**Task details**. From the data below, pull out each line that contains the string "advertising" and copy those lines in full.

**Data for processing**.
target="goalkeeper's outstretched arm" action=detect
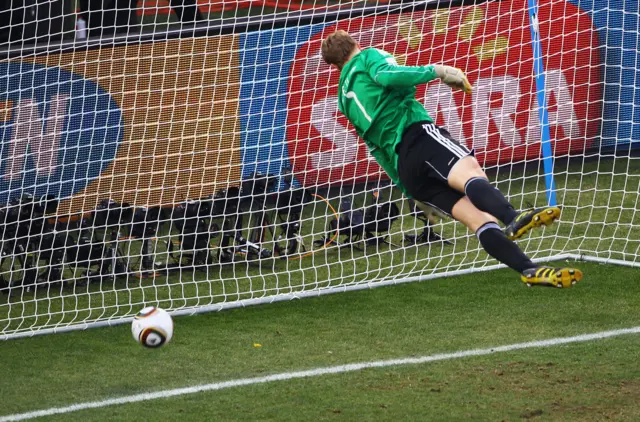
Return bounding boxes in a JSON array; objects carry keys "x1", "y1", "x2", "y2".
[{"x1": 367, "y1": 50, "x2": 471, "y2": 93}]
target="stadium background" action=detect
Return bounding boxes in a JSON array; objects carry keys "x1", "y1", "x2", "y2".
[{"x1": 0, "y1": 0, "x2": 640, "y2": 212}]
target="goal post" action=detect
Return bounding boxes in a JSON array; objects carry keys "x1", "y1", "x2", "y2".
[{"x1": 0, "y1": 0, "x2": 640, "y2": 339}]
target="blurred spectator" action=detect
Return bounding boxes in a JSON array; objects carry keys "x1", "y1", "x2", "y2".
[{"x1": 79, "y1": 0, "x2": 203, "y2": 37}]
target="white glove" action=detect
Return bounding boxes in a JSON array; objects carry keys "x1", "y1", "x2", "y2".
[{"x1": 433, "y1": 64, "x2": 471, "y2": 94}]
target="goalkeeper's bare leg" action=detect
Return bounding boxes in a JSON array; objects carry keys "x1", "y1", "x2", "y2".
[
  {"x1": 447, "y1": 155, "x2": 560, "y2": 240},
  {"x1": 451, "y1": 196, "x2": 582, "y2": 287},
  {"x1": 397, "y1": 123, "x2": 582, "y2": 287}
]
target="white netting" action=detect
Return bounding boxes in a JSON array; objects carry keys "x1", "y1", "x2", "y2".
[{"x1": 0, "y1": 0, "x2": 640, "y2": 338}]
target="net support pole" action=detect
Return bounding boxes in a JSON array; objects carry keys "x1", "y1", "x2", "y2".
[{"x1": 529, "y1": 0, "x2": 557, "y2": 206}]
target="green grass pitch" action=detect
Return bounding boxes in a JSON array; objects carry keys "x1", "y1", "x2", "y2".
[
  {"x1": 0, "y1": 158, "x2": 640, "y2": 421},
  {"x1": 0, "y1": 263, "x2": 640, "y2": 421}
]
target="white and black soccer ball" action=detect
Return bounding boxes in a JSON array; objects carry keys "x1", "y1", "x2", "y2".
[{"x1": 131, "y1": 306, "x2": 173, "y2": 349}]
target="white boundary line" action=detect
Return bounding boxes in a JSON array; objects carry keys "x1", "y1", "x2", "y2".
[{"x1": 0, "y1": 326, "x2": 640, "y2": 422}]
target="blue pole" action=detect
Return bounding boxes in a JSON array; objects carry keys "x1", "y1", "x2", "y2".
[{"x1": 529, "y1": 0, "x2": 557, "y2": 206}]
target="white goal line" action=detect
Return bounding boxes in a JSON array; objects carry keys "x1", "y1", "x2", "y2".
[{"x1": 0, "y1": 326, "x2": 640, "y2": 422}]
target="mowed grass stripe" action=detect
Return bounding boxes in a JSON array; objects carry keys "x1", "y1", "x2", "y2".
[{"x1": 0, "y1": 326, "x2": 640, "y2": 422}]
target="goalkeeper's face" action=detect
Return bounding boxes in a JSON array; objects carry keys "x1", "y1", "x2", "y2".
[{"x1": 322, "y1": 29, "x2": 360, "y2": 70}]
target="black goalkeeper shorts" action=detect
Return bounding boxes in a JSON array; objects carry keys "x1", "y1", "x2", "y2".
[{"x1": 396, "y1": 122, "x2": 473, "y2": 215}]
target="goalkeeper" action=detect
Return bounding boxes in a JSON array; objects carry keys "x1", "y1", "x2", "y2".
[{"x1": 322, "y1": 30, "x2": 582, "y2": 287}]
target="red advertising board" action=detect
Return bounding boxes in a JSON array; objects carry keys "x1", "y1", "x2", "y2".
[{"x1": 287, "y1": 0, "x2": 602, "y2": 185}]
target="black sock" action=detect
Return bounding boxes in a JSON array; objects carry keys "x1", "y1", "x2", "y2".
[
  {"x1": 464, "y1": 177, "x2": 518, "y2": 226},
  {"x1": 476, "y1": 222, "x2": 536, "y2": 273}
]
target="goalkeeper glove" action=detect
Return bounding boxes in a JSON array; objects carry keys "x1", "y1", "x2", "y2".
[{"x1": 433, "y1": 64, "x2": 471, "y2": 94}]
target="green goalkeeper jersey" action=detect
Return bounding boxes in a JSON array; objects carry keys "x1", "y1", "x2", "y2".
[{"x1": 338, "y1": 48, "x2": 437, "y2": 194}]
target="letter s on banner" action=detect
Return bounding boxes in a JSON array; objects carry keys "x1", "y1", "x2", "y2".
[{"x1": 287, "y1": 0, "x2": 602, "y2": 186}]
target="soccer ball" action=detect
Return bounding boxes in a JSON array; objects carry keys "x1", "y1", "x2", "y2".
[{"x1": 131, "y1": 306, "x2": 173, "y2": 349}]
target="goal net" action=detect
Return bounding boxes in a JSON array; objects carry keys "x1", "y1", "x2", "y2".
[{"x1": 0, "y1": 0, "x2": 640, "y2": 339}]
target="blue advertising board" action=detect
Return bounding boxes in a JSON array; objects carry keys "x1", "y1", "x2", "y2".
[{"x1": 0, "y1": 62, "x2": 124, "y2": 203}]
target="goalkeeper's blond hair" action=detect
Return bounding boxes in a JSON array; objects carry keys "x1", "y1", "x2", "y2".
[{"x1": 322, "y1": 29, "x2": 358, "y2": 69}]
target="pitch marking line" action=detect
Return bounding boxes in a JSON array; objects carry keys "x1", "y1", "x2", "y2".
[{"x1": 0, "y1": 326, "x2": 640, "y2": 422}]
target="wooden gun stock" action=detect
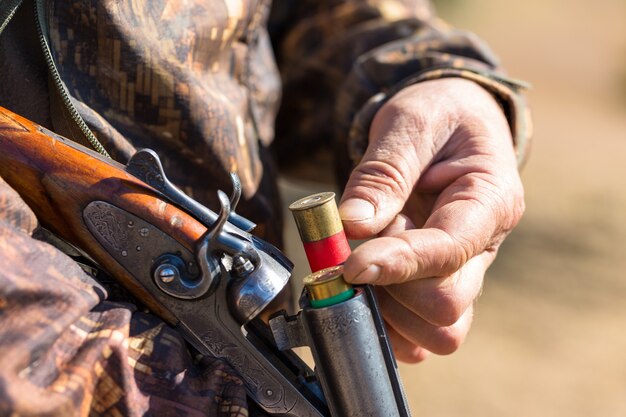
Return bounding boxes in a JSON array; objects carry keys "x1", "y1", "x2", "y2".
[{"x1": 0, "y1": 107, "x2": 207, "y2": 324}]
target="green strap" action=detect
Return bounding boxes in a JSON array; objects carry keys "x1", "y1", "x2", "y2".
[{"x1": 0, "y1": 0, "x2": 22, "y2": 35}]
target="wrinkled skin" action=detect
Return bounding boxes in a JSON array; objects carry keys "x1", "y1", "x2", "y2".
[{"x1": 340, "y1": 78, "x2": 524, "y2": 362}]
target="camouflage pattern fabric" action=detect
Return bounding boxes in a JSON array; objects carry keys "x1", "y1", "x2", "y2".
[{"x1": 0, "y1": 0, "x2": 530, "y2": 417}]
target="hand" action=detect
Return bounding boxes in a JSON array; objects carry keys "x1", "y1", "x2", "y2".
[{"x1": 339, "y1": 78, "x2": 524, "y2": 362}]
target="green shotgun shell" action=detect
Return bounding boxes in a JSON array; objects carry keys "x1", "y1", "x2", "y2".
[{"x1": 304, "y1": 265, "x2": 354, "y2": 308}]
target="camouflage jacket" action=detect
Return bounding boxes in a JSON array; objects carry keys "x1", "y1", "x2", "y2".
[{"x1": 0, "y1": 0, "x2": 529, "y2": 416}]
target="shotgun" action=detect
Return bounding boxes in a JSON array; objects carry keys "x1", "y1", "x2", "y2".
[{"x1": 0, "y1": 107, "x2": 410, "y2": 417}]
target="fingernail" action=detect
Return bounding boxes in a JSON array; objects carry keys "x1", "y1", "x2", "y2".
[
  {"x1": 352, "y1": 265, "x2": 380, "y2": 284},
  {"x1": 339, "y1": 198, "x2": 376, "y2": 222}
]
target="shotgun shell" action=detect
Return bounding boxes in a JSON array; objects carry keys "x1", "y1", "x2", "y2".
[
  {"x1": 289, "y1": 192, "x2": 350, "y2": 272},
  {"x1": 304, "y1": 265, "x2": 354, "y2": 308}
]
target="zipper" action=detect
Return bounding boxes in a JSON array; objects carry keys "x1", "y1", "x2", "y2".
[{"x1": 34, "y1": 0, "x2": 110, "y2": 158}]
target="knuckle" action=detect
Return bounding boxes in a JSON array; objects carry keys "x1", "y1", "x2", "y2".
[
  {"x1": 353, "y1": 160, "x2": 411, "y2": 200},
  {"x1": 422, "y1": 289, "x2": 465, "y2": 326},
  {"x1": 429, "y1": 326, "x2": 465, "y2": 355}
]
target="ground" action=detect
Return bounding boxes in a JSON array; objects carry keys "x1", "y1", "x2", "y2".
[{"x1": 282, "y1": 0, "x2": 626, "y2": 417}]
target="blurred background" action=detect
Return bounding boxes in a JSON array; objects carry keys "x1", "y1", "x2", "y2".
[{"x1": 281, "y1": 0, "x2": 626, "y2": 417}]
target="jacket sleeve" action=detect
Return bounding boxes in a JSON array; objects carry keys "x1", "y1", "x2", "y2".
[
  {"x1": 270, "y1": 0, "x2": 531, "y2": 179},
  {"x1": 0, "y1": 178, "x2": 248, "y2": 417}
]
==
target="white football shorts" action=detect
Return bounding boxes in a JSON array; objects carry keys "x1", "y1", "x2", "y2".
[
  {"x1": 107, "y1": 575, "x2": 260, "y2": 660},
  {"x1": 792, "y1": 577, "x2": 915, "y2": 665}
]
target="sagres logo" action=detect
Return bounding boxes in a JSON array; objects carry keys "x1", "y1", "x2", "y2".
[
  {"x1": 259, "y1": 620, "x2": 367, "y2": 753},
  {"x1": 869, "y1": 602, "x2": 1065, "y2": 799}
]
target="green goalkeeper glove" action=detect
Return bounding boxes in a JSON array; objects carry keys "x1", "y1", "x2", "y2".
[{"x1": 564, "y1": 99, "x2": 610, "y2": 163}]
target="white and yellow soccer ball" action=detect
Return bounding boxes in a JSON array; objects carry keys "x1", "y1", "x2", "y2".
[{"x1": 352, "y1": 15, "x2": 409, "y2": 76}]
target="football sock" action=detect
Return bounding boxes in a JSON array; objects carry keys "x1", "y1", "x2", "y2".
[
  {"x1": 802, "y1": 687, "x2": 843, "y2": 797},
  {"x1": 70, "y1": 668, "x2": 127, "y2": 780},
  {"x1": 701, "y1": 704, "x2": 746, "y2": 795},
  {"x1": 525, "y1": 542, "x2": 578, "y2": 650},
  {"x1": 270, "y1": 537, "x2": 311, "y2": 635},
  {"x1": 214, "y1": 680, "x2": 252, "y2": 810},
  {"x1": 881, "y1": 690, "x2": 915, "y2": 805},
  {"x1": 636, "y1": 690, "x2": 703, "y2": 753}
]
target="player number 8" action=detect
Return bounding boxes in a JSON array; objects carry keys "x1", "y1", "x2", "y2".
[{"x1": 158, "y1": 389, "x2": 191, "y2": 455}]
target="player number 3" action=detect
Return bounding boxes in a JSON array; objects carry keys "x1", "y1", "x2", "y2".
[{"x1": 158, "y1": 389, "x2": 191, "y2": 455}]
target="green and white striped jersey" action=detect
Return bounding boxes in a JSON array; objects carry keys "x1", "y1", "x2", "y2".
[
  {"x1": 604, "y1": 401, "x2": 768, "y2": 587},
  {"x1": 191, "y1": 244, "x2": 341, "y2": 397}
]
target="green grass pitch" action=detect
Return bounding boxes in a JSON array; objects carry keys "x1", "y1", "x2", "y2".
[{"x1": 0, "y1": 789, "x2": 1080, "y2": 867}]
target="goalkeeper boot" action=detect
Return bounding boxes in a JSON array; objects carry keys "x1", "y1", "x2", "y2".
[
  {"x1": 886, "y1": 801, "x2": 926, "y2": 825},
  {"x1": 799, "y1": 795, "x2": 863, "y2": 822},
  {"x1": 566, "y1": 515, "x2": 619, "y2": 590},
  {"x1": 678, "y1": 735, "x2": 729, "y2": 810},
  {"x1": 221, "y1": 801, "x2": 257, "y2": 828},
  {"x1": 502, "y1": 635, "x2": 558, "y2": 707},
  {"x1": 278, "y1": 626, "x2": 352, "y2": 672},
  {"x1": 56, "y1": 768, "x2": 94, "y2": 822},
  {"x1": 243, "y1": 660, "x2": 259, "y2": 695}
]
==
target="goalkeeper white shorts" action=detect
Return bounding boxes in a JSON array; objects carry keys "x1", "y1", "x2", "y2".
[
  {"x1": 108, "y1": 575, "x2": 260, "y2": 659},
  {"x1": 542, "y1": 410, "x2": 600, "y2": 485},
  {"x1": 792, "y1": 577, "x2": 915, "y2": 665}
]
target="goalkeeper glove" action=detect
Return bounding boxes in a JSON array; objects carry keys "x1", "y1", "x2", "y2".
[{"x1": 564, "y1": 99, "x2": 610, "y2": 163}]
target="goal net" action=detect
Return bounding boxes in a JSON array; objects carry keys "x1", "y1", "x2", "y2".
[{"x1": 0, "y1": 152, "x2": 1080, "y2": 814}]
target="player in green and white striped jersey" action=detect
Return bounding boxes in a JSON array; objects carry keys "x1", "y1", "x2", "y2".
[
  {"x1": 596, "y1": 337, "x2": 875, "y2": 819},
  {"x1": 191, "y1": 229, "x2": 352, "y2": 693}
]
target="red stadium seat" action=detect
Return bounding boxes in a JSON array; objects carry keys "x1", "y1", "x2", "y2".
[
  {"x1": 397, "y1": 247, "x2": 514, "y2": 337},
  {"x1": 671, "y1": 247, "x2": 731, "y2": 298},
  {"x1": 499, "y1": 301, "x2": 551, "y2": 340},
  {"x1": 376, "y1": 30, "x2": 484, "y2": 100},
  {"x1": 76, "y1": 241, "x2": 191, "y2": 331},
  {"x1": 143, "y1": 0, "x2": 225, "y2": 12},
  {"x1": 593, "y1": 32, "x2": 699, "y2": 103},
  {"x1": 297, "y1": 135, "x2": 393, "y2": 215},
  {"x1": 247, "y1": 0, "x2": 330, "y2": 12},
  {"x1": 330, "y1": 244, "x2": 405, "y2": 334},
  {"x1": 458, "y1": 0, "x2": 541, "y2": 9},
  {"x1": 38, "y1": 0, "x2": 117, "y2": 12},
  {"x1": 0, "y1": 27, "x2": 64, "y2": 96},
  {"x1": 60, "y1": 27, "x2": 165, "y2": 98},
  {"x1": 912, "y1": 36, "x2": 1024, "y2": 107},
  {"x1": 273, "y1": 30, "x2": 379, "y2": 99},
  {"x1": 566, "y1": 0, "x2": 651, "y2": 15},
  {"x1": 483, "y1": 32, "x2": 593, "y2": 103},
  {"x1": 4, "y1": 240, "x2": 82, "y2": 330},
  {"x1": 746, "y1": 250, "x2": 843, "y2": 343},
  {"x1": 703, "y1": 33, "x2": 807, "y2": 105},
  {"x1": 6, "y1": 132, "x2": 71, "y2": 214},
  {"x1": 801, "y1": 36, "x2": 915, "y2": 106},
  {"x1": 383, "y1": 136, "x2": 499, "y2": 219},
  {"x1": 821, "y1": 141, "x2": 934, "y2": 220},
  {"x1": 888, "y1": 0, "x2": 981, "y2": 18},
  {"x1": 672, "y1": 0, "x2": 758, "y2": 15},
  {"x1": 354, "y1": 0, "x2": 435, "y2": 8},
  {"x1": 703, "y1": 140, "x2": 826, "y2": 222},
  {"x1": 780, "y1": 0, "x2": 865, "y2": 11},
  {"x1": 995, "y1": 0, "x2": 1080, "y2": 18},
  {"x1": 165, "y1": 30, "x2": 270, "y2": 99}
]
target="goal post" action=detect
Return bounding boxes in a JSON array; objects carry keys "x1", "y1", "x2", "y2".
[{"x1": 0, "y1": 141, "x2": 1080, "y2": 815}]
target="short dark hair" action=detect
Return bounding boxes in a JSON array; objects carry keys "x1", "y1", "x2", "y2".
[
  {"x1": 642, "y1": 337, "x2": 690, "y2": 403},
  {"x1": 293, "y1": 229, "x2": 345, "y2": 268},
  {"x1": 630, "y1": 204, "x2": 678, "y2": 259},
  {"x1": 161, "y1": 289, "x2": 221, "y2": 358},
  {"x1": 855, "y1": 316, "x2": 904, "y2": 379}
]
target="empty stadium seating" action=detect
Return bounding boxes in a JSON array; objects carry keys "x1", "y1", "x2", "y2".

**Result**.
target="red advertising board" action=detect
target="blue advertising board" action=detect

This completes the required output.